TASK INPUTS |
══════
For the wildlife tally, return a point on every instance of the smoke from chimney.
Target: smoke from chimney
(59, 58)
══════
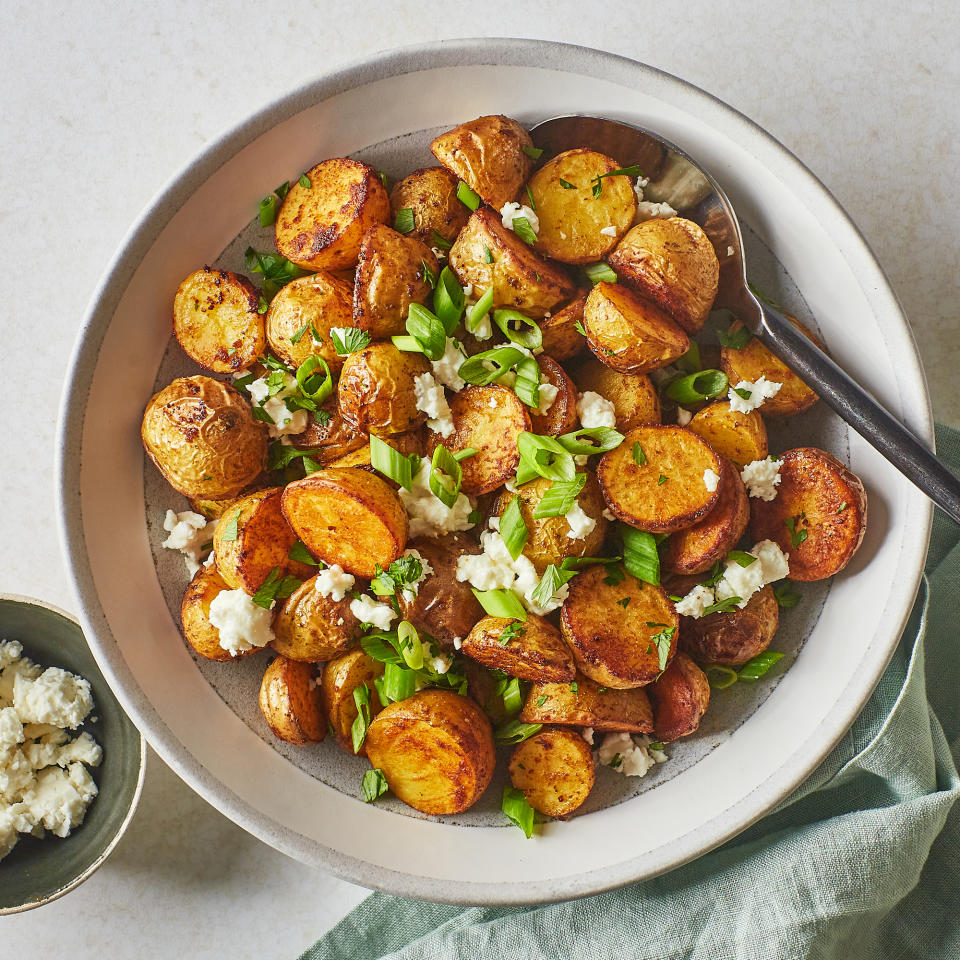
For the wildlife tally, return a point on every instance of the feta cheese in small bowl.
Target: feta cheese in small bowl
══════
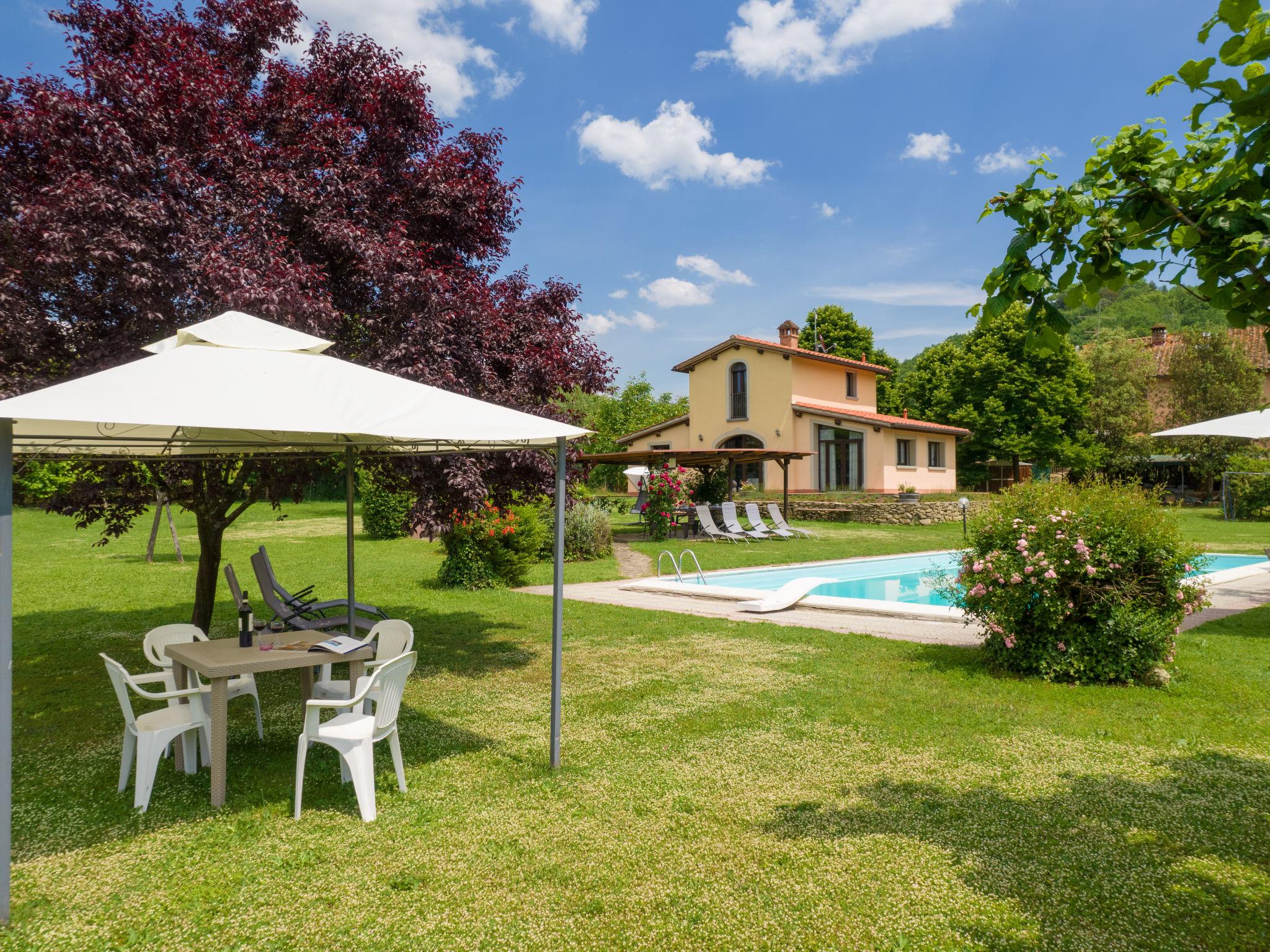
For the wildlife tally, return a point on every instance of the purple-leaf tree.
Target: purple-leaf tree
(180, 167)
══════
TASK | Take exactly the lines from the one containing "in small bowl." through the one containing "Target: feta cheese in small bowl" in the data above, and output them with nothing added.

WRITTEN ANSWER |
For the wildlife tally, return a point on every instance of the feta cheese in small bowl.
Target: feta cheese in small bowl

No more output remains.